**The data**
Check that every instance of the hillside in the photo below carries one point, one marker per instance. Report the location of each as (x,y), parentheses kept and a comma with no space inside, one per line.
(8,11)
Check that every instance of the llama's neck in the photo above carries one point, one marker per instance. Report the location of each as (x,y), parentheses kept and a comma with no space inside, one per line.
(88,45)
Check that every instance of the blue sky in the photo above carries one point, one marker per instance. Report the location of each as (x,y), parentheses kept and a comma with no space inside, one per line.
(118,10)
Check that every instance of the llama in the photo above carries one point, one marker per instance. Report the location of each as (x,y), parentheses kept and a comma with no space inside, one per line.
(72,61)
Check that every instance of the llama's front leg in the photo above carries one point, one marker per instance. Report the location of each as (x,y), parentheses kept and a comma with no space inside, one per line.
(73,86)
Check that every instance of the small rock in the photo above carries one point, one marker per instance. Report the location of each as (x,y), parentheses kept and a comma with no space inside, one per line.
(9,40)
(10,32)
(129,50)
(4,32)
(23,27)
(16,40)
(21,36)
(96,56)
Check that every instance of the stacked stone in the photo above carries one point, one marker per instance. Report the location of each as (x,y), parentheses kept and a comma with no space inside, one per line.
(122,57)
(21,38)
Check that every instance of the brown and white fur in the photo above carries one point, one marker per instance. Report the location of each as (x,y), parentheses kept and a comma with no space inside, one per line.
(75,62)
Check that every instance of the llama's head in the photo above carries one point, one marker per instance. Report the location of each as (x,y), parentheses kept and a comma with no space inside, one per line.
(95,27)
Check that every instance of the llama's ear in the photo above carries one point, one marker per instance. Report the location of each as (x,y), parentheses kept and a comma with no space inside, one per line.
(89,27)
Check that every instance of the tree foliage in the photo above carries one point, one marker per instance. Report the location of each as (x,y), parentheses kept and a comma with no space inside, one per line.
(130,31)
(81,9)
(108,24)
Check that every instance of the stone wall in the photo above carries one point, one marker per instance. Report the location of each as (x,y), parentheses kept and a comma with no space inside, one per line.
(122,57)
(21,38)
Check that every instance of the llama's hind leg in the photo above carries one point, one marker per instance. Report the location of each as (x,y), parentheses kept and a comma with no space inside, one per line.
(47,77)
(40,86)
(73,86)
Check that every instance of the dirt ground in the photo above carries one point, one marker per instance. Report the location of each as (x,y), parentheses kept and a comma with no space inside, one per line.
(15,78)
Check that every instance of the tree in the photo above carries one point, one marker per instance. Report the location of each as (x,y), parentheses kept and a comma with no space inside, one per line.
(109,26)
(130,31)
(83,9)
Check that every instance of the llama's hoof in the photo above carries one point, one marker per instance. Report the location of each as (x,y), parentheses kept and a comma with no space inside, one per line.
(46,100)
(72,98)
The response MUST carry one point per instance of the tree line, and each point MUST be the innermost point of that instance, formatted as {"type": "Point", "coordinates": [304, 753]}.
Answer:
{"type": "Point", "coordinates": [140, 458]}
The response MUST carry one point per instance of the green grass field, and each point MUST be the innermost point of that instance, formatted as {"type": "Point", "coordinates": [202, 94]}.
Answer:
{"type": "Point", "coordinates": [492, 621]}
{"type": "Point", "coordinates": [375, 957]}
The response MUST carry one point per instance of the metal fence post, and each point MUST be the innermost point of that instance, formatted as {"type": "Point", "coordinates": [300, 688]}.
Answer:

**Task statement**
Each line in the material above should be repeated exactly.

**Expected answer**
Check that every instance of the hillside in the photo below carries one point, one marker per instance. Report the location of each as (x,y), parentheses kept and a comma with no space inside, one per line.
(8,11)
Check that every instance of the llama's neck in the photo above carries one point, one marker per instance. Report the location of each as (x,y), parentheses kept and a comma with no space inside, one per line.
(88,45)
Check that every instance of the blue sky in the photo above carries one point, one marker per instance. Report the location of each as (x,y), parentheses kept and a comma with no space inside, one per line.
(118,10)
Check that every instance of the llama in the photo above carries one point, one marker per instance. Report the location of each as (x,y), parentheses kept and a comma with no space inside, one per line.
(72,61)
Check that every instance of the llama's front leg in the photo above carries one point, one marker per instance. Report the location of each as (x,y), parentheses kept and a comma with no space inside, one per line.
(73,86)
Check that every instance of the small rock in the photo above carries one point, one marker per instance. Report the location of each as (x,y), parentheses kept and a comma with no space inside, one per line.
(9,40)
(10,32)
(129,50)
(4,32)
(23,27)
(16,40)
(21,36)
(96,56)
Check that every instance of the stacked stone in the photo above carries one point, one marker per instance. Report the location of each as (x,y), parentheses kept and a comma with no space inside, one per line.
(122,57)
(21,38)
Check that every instance of the brown and white fur in the photo above carries one point, one marker per instance. Report the location of each as (x,y), parentheses kept and a comma with no space inside, one per line.
(75,62)
Check that every instance of the llama's head in the photo above carries one point, one marker per instance. Report the location of each as (x,y), parentheses kept and a comma with no space inside, one per line.
(95,27)
Check that every instance of the llama's ear in the photo above carries one point, one marker per instance. Report the location of each as (x,y), parentheses kept and a comma with no space inside, one per line.
(89,27)
Check that every instance of the tree foliage in the photo above carries one point, one marker per instance. Report the location of each as (x,y), parentheses kept and a comma with no space inside, one per line.
(130,31)
(81,9)
(108,24)
Check that every instance of the stone wall in the photo above carries one point, one marker per instance. Report the location of each as (x,y), parentheses kept and a comma with no space inside, one per line.
(122,57)
(21,38)
Check that every instance of the llama's hind leg in the photo above carries one point, one marker per instance. Report the location of each as (x,y), parentheses kept and a comma with no space inside, one per line.
(47,77)
(40,86)
(73,86)
Check that every instance of the dirt ground in the photo above carries one point, one marker per instance. Report the location of each as (x,y), parentheses kept and a comma with no space inside, one per line.
(15,78)
Check that every instance of the tree in the photo above carries one point, one marker per instance. Report the location of each as (x,y), parentheses kept and a comma with no space inside, one per line.
(109,26)
(130,31)
(83,9)
Check that every instance of the llama's hoof in the photo above carries one point, one marker per instance. Report the location of each as (x,y), parentheses kept and a comma with no space inside, one per line.
(46,100)
(72,98)
The response MUST carry one point per instance of the tree line, and each point MUST be the innermost point of that instance, formatted as {"type": "Point", "coordinates": [304, 753]}.
Answer:
{"type": "Point", "coordinates": [140, 458]}
The response MUST carry one point per instance of the green grass field, and each point MUST be the innermost point of that instance, formatted as {"type": "Point", "coordinates": [202, 94]}.
Answer:
{"type": "Point", "coordinates": [492, 621]}
{"type": "Point", "coordinates": [375, 957]}
The response MUST carry one point per instance of the metal fence post, and each point MUST be the innermost point of that instance, formatted as {"type": "Point", "coordinates": [300, 688]}.
Answer:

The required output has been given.